-- TEXT TO READ start --

I’m not sure why this would be happening. These error outputs go through the 
“show_help” functionality, and we specifically target it at stderr:

    /* create an output stream for us */
    OBJ_CONSTRUCT(&lds, opal_output_stream_t);
    lds.lds_want_stderr = true;
    orte_help_output = opal_output_open(&lds);

Jeff: is it possible the opal_output system is ignoring the request and pushing 
it to stdout??
Ralph


> On Sep 5, 2018, at 4:11 AM, emre brookes <broo...@uthscsa.edu> wrote:
> 
> Thanks Gilles,
> 
> My goal is to separate openmpi errors from the stdout of the MPI program 
> itself so that errors can be identified externally (in particular in an 
> external framework running MPI jobs from various developers).
> 
> My not so "well written MPI program" was doing this:
>   MPI_Finalize();
>   exit( errorcode );
> Which I assume you are telling me was bad practice & will replace with
>   MPI_Abort( MPI_COMM_WORLD, errorcode );
>   MPI_Finalize();
>   exit( errorcode );
> I was previously a bit put off of MPI_Abort due to the vagueness of the man 
> page:
>> _Description_
>> This routine makes a "best attempt" to abort all tasks in the group of comm. 
>> This function does not require that the invoking environment take any action 
>> with the error code. However, a UNIX or POSIX environment should handle this 
>> as a return errorcode from the main program or an abort (errorcode). 
> & I didn't really have an MPI issue to "Abort", but had used this for a user 
> input or parameter issue.
> Nevertheless, I accept your best practice recommendation.

-- TEXT TO READ end --
-- EXTRACTED INFORMATION start --

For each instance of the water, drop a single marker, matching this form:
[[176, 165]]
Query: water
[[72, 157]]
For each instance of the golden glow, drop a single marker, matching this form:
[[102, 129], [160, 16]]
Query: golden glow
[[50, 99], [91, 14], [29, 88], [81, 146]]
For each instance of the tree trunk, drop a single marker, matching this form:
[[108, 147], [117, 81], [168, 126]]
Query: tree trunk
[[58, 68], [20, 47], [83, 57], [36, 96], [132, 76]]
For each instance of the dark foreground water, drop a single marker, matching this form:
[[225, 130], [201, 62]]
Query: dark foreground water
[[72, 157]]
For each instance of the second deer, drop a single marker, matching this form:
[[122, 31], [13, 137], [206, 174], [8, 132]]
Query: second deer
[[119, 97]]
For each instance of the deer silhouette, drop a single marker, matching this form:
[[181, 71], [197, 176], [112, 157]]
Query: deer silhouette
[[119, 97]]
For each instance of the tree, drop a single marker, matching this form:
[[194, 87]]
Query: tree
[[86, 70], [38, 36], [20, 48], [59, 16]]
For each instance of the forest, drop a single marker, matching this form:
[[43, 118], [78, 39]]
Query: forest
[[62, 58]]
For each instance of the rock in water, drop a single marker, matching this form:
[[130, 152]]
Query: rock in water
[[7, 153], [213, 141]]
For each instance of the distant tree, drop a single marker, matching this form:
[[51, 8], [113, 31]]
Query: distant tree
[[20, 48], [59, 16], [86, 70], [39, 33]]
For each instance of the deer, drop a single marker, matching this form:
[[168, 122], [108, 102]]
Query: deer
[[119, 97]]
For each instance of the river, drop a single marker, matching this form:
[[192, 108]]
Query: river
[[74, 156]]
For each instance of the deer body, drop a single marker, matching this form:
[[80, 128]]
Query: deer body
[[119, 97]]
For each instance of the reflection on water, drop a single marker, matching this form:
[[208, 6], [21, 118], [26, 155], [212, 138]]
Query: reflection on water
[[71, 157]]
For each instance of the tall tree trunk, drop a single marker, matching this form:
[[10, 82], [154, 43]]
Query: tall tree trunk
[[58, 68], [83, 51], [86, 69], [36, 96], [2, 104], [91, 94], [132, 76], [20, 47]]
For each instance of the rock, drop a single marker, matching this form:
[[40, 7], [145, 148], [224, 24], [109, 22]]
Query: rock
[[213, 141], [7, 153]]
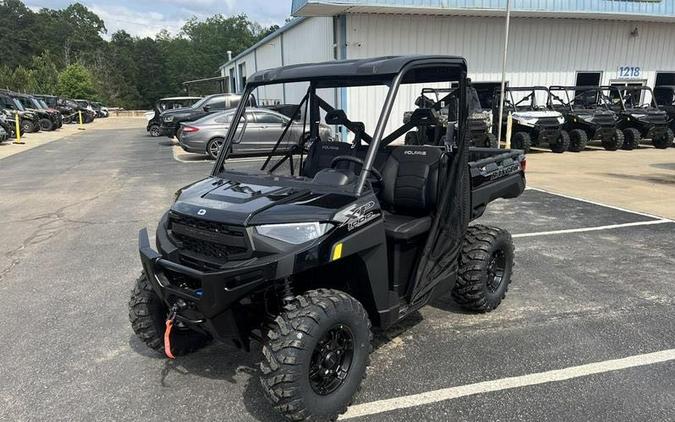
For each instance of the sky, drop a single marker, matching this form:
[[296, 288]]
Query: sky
[[146, 18]]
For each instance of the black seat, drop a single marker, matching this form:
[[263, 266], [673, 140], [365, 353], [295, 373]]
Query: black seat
[[321, 154], [409, 194]]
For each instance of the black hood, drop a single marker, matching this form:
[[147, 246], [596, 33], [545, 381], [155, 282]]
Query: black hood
[[243, 204]]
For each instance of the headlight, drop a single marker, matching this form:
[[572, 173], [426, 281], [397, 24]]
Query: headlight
[[295, 233]]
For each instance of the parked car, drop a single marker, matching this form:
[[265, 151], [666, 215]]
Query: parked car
[[587, 116], [48, 120], [533, 123], [171, 119], [29, 122], [665, 98], [306, 264], [163, 104], [639, 116], [263, 129]]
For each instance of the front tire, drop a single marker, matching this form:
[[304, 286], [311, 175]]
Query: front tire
[[578, 140], [485, 267], [316, 355], [631, 139], [664, 141], [147, 314]]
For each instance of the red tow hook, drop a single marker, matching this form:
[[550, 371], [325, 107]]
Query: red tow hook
[[167, 332]]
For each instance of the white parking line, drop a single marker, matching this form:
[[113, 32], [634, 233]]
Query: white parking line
[[436, 396], [593, 229], [588, 201]]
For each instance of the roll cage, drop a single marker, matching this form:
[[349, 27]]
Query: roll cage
[[391, 72]]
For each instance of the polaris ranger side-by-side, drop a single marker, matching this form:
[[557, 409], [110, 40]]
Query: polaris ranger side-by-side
[[443, 105], [639, 117], [352, 234], [533, 123], [587, 116]]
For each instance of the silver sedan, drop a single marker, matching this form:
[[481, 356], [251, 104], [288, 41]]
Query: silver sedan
[[263, 129]]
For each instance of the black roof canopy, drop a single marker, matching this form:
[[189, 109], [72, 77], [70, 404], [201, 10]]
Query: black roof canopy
[[372, 71]]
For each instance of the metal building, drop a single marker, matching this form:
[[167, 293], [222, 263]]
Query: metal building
[[563, 42]]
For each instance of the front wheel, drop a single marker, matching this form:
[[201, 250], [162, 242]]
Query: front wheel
[[485, 266], [316, 355], [214, 146], [147, 314]]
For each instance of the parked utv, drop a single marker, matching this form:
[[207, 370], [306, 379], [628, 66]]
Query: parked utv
[[587, 116], [665, 98], [171, 119], [639, 117], [304, 263], [48, 121], [533, 123], [28, 121], [445, 115], [163, 104]]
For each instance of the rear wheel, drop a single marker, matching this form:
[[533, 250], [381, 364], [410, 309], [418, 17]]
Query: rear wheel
[[664, 141], [562, 143], [316, 355], [578, 140], [154, 131], [214, 146], [613, 142], [631, 139], [485, 266], [522, 140], [148, 313]]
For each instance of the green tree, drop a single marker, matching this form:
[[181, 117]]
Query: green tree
[[76, 82]]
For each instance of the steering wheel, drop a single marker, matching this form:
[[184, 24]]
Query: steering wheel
[[375, 172]]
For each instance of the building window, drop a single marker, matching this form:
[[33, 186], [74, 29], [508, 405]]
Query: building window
[[233, 81], [242, 76]]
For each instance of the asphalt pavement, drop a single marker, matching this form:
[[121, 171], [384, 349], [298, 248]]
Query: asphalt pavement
[[591, 284]]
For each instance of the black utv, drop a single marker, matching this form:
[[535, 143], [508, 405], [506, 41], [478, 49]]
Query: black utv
[[665, 98], [352, 234], [587, 116], [28, 121], [445, 116], [639, 116], [163, 104], [533, 123]]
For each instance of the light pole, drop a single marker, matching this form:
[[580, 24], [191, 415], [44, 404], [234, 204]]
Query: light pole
[[506, 49]]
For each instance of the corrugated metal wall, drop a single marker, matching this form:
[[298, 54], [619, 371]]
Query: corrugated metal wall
[[541, 51]]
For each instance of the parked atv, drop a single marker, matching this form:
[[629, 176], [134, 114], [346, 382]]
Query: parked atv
[[639, 117], [443, 104], [28, 121], [163, 104], [533, 123], [587, 116], [305, 263], [665, 98]]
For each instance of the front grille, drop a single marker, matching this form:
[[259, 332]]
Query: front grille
[[203, 243]]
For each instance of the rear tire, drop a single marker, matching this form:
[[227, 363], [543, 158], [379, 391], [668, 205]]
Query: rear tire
[[561, 144], [316, 355], [664, 141], [147, 314], [46, 124], [522, 140], [214, 146], [631, 139], [578, 140], [485, 267], [613, 142]]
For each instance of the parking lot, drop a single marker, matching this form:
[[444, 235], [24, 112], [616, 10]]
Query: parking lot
[[593, 285]]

-- EXTRACTED INFORMATION end --

• [COMPLETE THE FOLLOWING]
A: In the records, take the part that opens with the line containing "For each instance of the front grille, drop" and runs through the end of the records, and write those lines out again with "drop" changed to "place" wherever it appears, leaving everything else as is.
B: Continue the forum thread about Open MPI error output from where it stops.

• [EXERCISE ANSWERS]
A:
For each instance of the front grille, place a single marker, matching this form:
[[259, 332]]
Query: front grille
[[203, 243]]
For each instance of the rear tire, place a single marker, matching this form:
[[227, 363], [543, 158], [379, 391], [668, 205]]
Query: rear tire
[[561, 144], [316, 355], [664, 141], [147, 314], [46, 124], [522, 140], [214, 146], [631, 139], [578, 140], [485, 267], [613, 142]]
For each instance of the parking lot, place a single marker, matching this form:
[[444, 235], [24, 112], [616, 10]]
Query: parking lot
[[593, 285]]

B:
> 
> It was not only the originally reported message, other messages went to 
> stdout.
> Initially used the Ubuntu 16 LTS  "$ apt install openmpi-bin libopenmpi-dev" 
> which got me version (1.10.2),
> but this morning compiled and tested 2.1.5, with the same behavior, e.g.:
> 
> $ /src/ompi-2.1.5/bin/mpicxx test_using_mpi_abort.cpp
> $ /src/ompi-2.1.5/bin/mpirun -np 2 a.out > stdout
> [domain-name-embargoed:26078] 1 more process has sent help message 
> help-mpi-api.txt / mpi-abort
> [domain-name-embargoed:26078] Set MCA parameter "orte_base_help_aggregate" to 
> 0 to see all help / error messages
> $ cat stdout
> hello from 0
> hello from 1
> --------------------------------------------------------------------------
> MPI_ABORT was invoked on rank 0 in communicator MPI_COMM_WORLD
> with errorcode -1.
> 
> NOTE: invoking MPI_ABORT causes Open MPI to kill all MPI processes.
> You may or may not see output from other processes, depending on
> exactly when Open MPI kills them.
> --------------------------------------------------------------------------
> $
> 
> Tested 3.1.2, where this has been *somewhat* fixed:
> 
> $ /src/ompi-3.1.2/bin/mpicxx test_using_mpi_abort.cpp
> $ /src/ompi-3.1.2/bin/mpirun -np 2 a.out > stdout
> --------------------------------------------------------------------------
> MPI_ABORT was invoked on rank 0 in communicator MPI_COMM_WORLD
> with errorcode -1.
> 
> NOTE: invoking MPI_ABORT causes Open MPI to kill all MPI processes.
> You may or may not see output from other processes, depending on
> exactly when Open MPI kills them.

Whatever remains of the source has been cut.